Point-per-instance localization data:
————————

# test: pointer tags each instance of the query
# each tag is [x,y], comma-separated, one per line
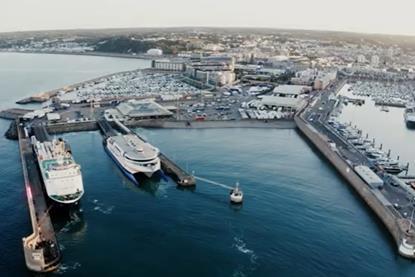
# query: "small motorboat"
[236,195]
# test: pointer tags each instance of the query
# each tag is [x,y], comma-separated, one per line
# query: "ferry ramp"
[106,128]
[41,133]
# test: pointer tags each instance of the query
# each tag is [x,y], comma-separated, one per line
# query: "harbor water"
[299,218]
[387,128]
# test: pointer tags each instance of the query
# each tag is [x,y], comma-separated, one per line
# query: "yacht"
[61,175]
[134,156]
[410,116]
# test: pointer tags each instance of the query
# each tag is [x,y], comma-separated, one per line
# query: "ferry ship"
[134,156]
[410,116]
[60,173]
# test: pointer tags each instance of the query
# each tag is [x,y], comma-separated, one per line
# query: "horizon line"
[208,27]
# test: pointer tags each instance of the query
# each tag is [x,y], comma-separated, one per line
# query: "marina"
[366,169]
[214,153]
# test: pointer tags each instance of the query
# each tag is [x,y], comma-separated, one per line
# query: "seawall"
[391,220]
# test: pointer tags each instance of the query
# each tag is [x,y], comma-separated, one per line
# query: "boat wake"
[64,268]
[244,270]
[99,207]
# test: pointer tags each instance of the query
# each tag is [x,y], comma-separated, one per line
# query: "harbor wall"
[383,213]
[279,124]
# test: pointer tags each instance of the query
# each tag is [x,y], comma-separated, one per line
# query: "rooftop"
[141,108]
[290,89]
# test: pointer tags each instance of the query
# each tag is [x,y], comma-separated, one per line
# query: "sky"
[365,16]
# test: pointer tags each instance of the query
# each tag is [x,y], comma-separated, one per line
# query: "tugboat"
[410,116]
[236,195]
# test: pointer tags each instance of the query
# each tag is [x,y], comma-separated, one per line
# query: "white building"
[289,90]
[361,59]
[375,61]
[168,65]
[155,52]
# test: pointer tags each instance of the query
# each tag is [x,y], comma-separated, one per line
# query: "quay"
[180,176]
[41,249]
[311,122]
[14,113]
[46,95]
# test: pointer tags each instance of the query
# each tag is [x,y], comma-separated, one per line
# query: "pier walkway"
[41,248]
[311,121]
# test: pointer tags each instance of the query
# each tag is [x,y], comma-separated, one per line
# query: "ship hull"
[410,124]
[134,177]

————————

- _What is expected_
Transcribe all records verbatim, no pictures.

- _Response below_
# test: pointer tags each instance of the query
# each tag is [x,y], comma-separated, one per line
# query: "small motorboat"
[236,195]
# test: pointer tags each instance of the query
# each tag is [x,y], comma-separated, one per line
# query: "ferry ramp"
[106,128]
[41,133]
# test: pointer tags each instance of the query
# each tag is [x,y], comma-separated, one per line
# query: "harbor water"
[299,218]
[387,128]
# test: pointer tags each instance of the query
# each tag is [x,y], comma-separated, one per line
# query: "yacht"
[61,175]
[134,156]
[410,116]
# test: pointer tags each instance of the query
# each tag is [x,y], comma-separated, one per line
# query: "ferry ship"
[134,156]
[410,116]
[60,173]
# test: pointer tags each instance of the query
# each tag is [x,y], comma-separated, one per line
# query: "horizon line"
[208,27]
# test: pointer tags each instance of the query
# each tag is [x,y], comma-separated, one per line
# query: "marina"
[366,169]
[214,153]
# test: pointer tags each instance of the query
# each tag is [x,y], comma-separated, one per line
# query: "seawall"
[391,220]
# test: pointer tags each instance of the query
# each tag is [x,y], comma-separated, one per line
# query: "boat wake"
[64,268]
[244,270]
[99,207]
# test: pointer tags each instance of the query
# each tag is [x,y], comma-separated, one per line
# query: "harbor wall"
[383,213]
[279,124]
# test: pointer tags each instance of the query
# each tag is [x,y], comma-separated, one per line
# query: "rooftop"
[141,108]
[290,89]
# test: pointer tags each instance of the query
# each tag is [x,y], comma-separated, one per line
# query: "sky"
[365,16]
# test: pointer tags each instance of the query
# each tag is [x,y], comma-separated, one per line
# query: "tugboat"
[410,116]
[236,195]
# test: pointer tags each instance of the query
# each tag is [x,y], comma-separated, one per line
# query: "white building"
[289,90]
[361,59]
[375,61]
[168,65]
[155,52]
# test: pointer tags each instance of the query
# each tag is [x,y], comma-separated, one per line
# query: "quay"
[180,176]
[41,249]
[311,122]
[14,113]
[46,95]
# test: pointer tags each instance of the query
# each tag is [x,y], comma-separated, one per line
# query: "pier walkway"
[41,248]
[311,121]
# test: pointer tags each instance of the query
# each tag is [x,y], comma-separated, one per line
# query: "ship hull"
[410,124]
[134,177]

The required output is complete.